PROBLEM REQUIREMENTS:
Please copy out only the material from the line with "Where can the white road" through the end of the material, switching "lamp post" to "street lamp" and leaving everything else unchanged.
+++ EXTRACTED INFORMATION
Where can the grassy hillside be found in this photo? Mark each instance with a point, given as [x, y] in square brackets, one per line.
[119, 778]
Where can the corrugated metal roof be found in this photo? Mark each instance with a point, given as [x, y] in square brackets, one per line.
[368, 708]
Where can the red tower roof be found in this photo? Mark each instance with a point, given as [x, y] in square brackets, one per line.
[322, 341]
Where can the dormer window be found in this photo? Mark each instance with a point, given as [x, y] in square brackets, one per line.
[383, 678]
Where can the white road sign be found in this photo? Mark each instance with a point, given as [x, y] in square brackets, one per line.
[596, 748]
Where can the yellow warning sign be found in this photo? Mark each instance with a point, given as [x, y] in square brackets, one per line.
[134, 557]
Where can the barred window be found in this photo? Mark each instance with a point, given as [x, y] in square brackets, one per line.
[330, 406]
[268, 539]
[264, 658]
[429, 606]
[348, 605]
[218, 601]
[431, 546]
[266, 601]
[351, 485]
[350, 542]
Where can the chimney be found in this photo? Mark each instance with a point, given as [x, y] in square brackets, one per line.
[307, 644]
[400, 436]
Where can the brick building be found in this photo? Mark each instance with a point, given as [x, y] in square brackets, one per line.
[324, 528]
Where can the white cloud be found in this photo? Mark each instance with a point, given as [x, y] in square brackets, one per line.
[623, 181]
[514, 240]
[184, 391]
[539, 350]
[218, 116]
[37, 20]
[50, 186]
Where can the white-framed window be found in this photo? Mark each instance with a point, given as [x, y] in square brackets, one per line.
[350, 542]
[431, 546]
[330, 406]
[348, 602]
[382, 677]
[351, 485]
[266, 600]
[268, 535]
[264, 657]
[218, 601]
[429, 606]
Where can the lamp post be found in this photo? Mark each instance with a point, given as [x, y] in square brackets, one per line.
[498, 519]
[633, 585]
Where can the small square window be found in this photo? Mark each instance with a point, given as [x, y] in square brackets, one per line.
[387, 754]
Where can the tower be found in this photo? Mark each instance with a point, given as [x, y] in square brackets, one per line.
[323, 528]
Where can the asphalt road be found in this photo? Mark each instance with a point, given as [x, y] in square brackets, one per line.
++++++
ANSWER FOR THIS EXERCISE:
Where can the white road sign be found in this photo? Mark each instance with a point, given as [x, y] in square brackets, one per line.
[596, 748]
Where can the yellow warning sign be found in this photo? Mark each instance with a point, given as [x, y] in square brackets, one per line.
[134, 557]
Where can the barred window be found in this photo? Mark each instance with a point, given as [x, y] in square brackets, one per line.
[330, 406]
[268, 539]
[264, 658]
[429, 606]
[348, 605]
[218, 601]
[431, 546]
[266, 601]
[351, 485]
[350, 542]
Where can the chimney be found in this photo? Mark each instance with a point, given as [x, y] in square brackets, one per line.
[307, 644]
[400, 436]
Where can the brick building be found in this photo? Mark each instance with a point, given as [x, y] in square brackets, one per line.
[324, 528]
Where can the white cloud be found in this photo? Mark each instance with a point, given as [x, y] in square brackets, one per line.
[623, 181]
[514, 240]
[184, 391]
[539, 350]
[218, 116]
[37, 20]
[50, 186]
Where can the white-framed window be found in this photo? Mark each instance with a point, given as [x, y] in square brackets, one per line.
[350, 542]
[431, 546]
[330, 406]
[348, 602]
[382, 677]
[351, 485]
[266, 600]
[268, 535]
[264, 657]
[218, 601]
[429, 606]
Where can the street lamp be found in this photo? Mark each instance with a point, given as [x, y] in square brackets, one per line.
[498, 519]
[633, 585]
Where can the small square window be found in this photo? Mark each instance with a point, given as [x, y] in square brackets, one per line.
[387, 754]
Where can the tower be found in this photo? Mark each instance with a point, given as [x, y] in square brackets, one per line.
[323, 528]
Where can the asphalt road be found in this photo? Mark each instance with a point, given as [x, y] in square brackets, one per line.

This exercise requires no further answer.